#### [REQUIREMENT]
Only one stretch of the listing below is wanted. Give it again exactly, from the line with "Query: concrete foundation" through the line with "Would you be able to tag the blue sky".

#### [RECORDS SHOWN]
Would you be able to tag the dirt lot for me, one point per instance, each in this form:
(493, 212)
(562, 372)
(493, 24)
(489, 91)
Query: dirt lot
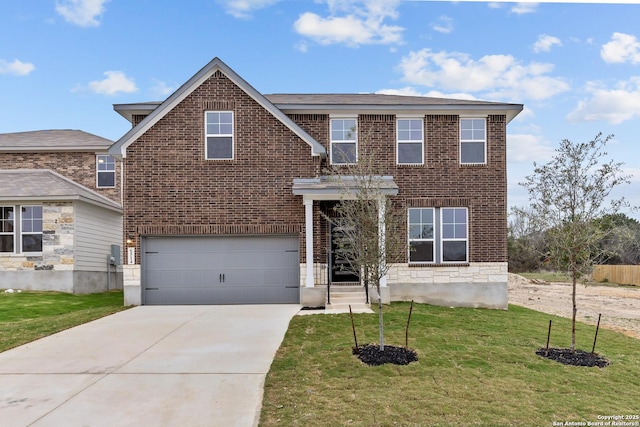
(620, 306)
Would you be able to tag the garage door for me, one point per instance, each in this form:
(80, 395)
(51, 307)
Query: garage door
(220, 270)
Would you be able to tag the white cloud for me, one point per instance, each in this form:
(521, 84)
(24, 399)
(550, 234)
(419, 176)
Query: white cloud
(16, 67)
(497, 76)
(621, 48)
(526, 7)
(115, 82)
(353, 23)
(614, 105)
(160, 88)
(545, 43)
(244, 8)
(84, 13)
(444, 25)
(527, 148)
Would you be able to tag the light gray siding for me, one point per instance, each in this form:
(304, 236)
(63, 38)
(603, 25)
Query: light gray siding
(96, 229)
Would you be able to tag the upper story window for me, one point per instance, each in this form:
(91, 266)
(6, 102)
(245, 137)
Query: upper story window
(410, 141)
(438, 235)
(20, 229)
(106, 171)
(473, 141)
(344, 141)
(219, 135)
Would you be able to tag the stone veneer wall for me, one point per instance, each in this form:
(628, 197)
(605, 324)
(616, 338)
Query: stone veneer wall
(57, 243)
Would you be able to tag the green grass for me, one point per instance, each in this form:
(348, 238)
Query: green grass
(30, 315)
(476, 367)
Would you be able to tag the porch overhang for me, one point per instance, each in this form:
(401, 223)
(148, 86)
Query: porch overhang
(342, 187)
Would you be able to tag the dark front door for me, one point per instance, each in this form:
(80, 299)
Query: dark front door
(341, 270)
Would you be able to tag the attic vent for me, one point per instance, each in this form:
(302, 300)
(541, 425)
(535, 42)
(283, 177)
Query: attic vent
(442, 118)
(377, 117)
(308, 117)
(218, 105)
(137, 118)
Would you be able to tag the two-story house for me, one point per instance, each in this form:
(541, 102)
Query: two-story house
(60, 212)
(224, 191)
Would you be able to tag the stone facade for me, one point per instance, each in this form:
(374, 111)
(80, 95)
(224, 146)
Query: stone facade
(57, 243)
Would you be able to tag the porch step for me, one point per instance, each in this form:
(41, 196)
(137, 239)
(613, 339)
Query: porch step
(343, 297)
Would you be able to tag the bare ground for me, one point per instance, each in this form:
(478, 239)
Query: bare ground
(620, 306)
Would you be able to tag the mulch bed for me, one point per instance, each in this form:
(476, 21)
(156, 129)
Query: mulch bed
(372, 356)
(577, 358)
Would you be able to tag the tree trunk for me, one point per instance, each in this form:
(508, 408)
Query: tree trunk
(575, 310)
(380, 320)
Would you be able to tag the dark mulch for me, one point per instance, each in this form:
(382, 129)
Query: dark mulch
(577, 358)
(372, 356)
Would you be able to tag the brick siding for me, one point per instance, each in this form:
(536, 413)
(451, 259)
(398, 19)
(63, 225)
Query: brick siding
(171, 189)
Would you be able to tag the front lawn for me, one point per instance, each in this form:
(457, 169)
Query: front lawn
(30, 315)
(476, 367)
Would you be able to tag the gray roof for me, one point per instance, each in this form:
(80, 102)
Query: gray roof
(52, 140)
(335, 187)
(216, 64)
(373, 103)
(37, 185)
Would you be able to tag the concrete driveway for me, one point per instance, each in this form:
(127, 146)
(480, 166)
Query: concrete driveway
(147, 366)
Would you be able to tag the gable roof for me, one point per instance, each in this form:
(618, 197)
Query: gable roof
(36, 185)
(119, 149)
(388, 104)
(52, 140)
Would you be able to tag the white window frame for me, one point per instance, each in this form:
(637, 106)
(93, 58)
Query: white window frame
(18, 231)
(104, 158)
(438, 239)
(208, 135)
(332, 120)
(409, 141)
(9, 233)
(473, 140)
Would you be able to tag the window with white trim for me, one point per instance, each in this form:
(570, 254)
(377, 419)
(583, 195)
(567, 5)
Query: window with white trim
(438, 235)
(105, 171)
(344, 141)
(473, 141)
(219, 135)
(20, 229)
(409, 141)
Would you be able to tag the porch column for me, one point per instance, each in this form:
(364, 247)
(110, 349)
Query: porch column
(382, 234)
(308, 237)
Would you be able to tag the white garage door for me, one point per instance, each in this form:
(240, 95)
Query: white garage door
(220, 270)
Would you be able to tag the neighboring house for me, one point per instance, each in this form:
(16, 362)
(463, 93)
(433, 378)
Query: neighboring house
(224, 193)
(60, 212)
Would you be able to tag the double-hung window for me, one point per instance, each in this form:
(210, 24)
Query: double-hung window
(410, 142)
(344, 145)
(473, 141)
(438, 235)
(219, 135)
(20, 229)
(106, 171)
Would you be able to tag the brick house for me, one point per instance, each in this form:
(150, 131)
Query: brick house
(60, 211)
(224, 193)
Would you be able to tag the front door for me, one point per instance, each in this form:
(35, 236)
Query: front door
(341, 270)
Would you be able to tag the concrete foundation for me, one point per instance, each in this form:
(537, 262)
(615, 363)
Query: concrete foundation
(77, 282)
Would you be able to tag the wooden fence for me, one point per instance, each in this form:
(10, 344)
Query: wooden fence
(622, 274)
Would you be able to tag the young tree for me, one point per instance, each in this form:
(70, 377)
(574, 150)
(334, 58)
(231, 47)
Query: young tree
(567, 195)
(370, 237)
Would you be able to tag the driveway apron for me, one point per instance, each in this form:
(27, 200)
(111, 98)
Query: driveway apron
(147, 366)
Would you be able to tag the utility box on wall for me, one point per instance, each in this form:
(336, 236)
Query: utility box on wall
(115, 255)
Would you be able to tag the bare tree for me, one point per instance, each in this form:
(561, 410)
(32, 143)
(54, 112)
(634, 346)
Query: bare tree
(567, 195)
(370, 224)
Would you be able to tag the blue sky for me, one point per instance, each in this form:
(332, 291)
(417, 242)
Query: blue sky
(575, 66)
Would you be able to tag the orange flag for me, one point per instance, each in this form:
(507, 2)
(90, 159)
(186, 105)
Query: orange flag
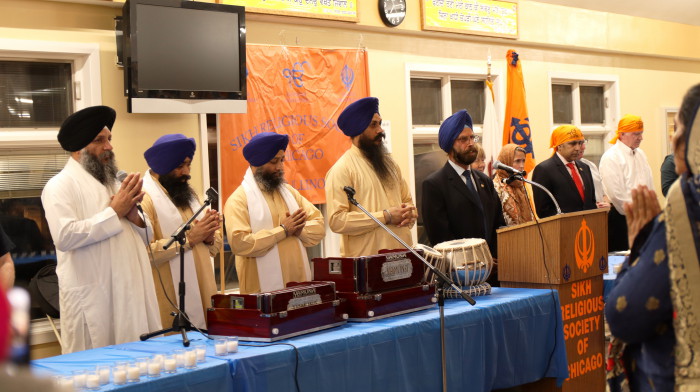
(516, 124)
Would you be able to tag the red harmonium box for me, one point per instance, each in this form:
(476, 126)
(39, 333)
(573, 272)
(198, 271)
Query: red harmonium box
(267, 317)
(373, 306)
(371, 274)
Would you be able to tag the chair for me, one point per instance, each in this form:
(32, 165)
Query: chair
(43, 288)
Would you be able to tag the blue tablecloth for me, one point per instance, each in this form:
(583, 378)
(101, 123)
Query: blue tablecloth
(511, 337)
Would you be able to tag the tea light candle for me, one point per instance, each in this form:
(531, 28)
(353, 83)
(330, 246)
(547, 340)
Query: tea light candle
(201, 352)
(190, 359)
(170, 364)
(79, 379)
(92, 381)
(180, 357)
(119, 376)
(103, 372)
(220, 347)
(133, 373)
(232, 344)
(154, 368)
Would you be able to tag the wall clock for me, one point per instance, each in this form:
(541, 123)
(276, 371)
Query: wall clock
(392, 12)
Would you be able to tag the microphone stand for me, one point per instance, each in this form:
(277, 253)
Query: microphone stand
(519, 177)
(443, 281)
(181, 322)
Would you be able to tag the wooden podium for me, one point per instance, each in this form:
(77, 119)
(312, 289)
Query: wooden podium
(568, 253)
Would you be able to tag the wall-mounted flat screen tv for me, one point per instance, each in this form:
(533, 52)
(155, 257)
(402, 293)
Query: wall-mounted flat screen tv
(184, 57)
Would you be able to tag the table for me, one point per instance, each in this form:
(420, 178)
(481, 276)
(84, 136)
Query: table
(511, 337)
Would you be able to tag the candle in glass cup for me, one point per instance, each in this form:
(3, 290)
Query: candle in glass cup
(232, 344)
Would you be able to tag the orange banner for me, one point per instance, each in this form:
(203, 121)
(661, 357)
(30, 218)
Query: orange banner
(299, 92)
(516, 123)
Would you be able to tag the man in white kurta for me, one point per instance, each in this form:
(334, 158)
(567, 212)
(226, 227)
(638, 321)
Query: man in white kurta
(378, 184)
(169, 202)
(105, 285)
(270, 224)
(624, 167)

#### [SOLUTION]
Query: concrete foundation
(77, 282)
Would you be able to tag the wooden fence for me, one point per instance, each in this form:
(10, 344)
Query: wooden fence
(622, 274)
Would you be able to tag the young tree for me, one point per instance, each in this form:
(70, 377)
(574, 150)
(334, 58)
(231, 47)
Query: young tree
(567, 195)
(370, 237)
Would you be able to tag the driveway apron for me, one point per instance, each in this form:
(27, 200)
(111, 98)
Query: driveway apron
(147, 366)
Would you be able to tag the utility box on wall for me, one point per instance, each in this form:
(336, 236)
Query: utility box on wall
(115, 255)
Would you be able to tag the bare tree for me, one point per instance, each in this form:
(561, 410)
(32, 143)
(54, 112)
(634, 346)
Query: bare tree
(567, 195)
(370, 224)
Would you be able to tag the blue sky for me, one point per instance, each in this form:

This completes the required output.